PROBLEM TO WORK ON
Reproduce the stretch of the ovarian cancer passage from "To further investigate" through "partly through EMT.", word for word.

SELECTED TEXT
◆ ◆ ◆ ◆ ◆

Of note, GO annotation as well as GSEA uncovered a potential link between the upregulation of the LMGS and the activation of the TGF-β signaling pathway (Figure 1b and 4c), the role of which in CAF activation has been validated in several cancer types including ovarian cancer[20, 21]. Hence, we investigated whether the expression of the LMGS was partly regulated by the TGF-β pathway. Strikingly, according to the transcriptome profiles in the dataset GSE40266, all eight genes of the LMGS were significantly unregulated in the ovarian fibroblasts NOF151-hTERT treated with either TGF-β1 or TGF-β2 compared to controls (Figure 4i). Together, these data suggest that in addition to the increased infiltration of the ovarian cancer stroma, the activation of CAFs also contributes to the overexpression of the LMGS in lymphovascular metastasis.
To further investigate the effects of the LMGS overexpression in ovarian cancer cells, we ranked the ovarian cancer cell lines in the Cancer Cell Line Encyclopedia (CCLE) database by the GSVA scores of the LMGS. Top-ranked cell lines displayed a mesenchymal phenotype based on the EMT phenotype annotation (Additional file 1, Table S5) generated from published sources[22], implicating that ovarian cancer cells with high levels of the LMGS expression may acquire invasive phenotypes partly through EMT.

◆ ◆ ◆ ◆ ◆

SOURCE MATERIAL
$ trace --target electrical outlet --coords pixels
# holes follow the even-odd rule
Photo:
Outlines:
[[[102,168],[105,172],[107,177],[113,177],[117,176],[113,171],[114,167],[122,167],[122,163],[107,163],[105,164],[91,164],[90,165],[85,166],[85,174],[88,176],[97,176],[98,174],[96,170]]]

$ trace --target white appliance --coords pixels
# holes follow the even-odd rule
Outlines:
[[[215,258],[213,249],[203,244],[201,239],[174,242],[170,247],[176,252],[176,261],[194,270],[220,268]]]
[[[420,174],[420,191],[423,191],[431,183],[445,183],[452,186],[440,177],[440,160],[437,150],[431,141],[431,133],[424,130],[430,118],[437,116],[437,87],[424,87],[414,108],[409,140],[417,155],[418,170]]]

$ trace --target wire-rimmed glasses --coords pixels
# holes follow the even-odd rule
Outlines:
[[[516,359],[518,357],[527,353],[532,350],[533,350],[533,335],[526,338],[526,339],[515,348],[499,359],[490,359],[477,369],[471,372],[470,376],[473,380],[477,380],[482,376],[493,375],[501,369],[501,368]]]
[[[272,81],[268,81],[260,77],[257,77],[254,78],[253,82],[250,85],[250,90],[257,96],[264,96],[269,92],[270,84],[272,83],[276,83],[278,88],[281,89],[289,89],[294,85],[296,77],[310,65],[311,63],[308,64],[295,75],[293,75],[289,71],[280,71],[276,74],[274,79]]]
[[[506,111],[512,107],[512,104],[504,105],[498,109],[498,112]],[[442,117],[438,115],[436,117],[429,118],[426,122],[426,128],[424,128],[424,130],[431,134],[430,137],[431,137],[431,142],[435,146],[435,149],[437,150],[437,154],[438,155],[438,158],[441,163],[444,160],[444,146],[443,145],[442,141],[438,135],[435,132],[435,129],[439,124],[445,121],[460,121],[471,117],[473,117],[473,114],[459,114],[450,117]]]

◆ ◆ ◆ ◆ ◆

EXERCISE ANSWER
To further investigate the effects of the LMGS overexpression in ovarian cancer cells, we ranked the ovarian cancer cell lines in the Cancer Cell Line Encyclopedia (CCLE) database by the GSVA scores of the LMGS. Top-ranked cell lines displayed a mesenchymal phenotype based on the EMT phenotype annotation (Additional file 1, Table S5) generated from published sources[22], implicating that ovarian cancer cells with high levels of the LMGS expression may acquire invasive phenotypes partly through EMT.